Identify every line in the records below that contains the string "hiking" and copy each such line in full. The match is case-sensitive.

>> start Data supplied

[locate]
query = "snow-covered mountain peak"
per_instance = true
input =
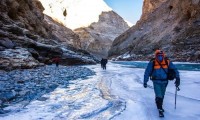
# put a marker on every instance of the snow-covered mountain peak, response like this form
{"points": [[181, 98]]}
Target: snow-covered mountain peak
{"points": [[79, 13]]}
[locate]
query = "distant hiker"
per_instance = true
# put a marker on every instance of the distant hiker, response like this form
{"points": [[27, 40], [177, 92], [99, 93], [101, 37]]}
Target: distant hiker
{"points": [[157, 70], [56, 60], [103, 63]]}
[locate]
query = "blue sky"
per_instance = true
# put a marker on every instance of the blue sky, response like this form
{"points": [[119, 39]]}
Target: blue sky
{"points": [[130, 10]]}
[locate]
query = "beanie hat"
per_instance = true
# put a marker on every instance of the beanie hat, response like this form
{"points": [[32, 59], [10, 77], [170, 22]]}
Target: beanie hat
{"points": [[159, 54]]}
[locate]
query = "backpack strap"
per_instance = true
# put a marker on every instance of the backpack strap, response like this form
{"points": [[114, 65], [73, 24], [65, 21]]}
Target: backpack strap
{"points": [[152, 60]]}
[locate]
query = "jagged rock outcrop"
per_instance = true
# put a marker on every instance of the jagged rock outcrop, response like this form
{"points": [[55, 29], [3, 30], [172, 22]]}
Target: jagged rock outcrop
{"points": [[95, 23], [98, 37], [172, 25], [23, 27]]}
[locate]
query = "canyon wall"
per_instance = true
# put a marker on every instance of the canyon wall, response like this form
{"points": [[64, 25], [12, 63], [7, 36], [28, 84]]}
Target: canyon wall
{"points": [[170, 25]]}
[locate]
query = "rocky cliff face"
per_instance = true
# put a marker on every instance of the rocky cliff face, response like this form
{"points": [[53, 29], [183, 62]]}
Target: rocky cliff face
{"points": [[98, 37], [95, 23], [172, 25], [29, 38]]}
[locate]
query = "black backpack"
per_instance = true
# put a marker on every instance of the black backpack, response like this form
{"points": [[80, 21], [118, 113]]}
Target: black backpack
{"points": [[171, 74]]}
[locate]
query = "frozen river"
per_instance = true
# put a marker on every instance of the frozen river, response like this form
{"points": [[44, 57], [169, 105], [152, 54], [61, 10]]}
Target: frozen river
{"points": [[116, 93]]}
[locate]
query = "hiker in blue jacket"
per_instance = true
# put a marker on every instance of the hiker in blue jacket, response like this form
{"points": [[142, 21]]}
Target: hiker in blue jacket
{"points": [[157, 70]]}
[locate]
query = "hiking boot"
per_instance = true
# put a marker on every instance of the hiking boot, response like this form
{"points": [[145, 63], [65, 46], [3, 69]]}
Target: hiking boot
{"points": [[161, 113]]}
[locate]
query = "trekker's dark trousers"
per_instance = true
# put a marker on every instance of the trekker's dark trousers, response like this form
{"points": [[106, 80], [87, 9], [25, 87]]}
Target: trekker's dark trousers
{"points": [[159, 89]]}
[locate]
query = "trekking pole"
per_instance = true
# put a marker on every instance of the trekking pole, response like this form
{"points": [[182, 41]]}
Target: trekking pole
{"points": [[177, 89]]}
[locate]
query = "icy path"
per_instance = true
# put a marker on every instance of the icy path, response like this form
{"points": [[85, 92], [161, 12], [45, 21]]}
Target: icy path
{"points": [[116, 93]]}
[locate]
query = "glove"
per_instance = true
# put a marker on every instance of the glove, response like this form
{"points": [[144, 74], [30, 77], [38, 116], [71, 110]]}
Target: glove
{"points": [[145, 85], [177, 82]]}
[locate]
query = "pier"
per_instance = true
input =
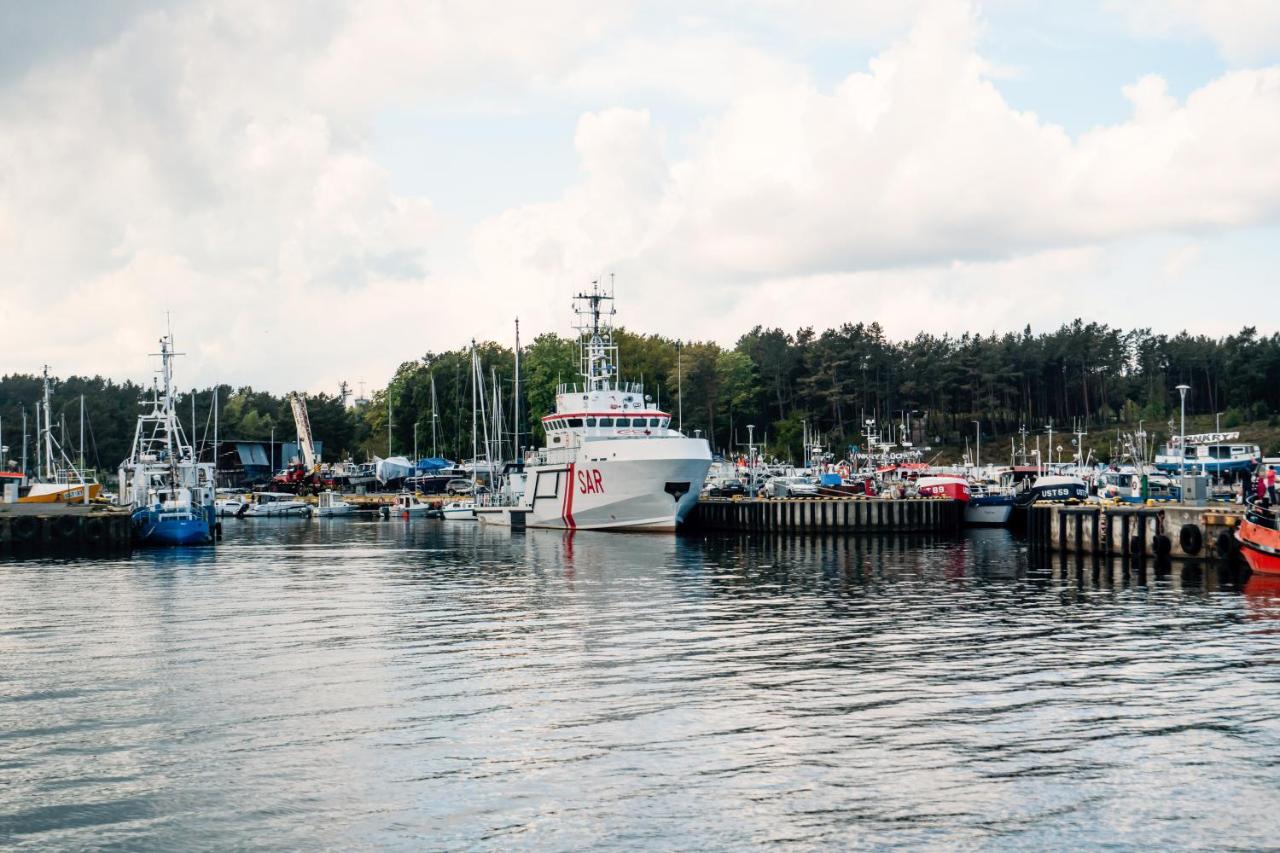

>> end Data supplied

**Solution for this exercise**
query = "hiking boot"
# put a marker on every instance of the hiking boot, response like this form
Target: hiking boot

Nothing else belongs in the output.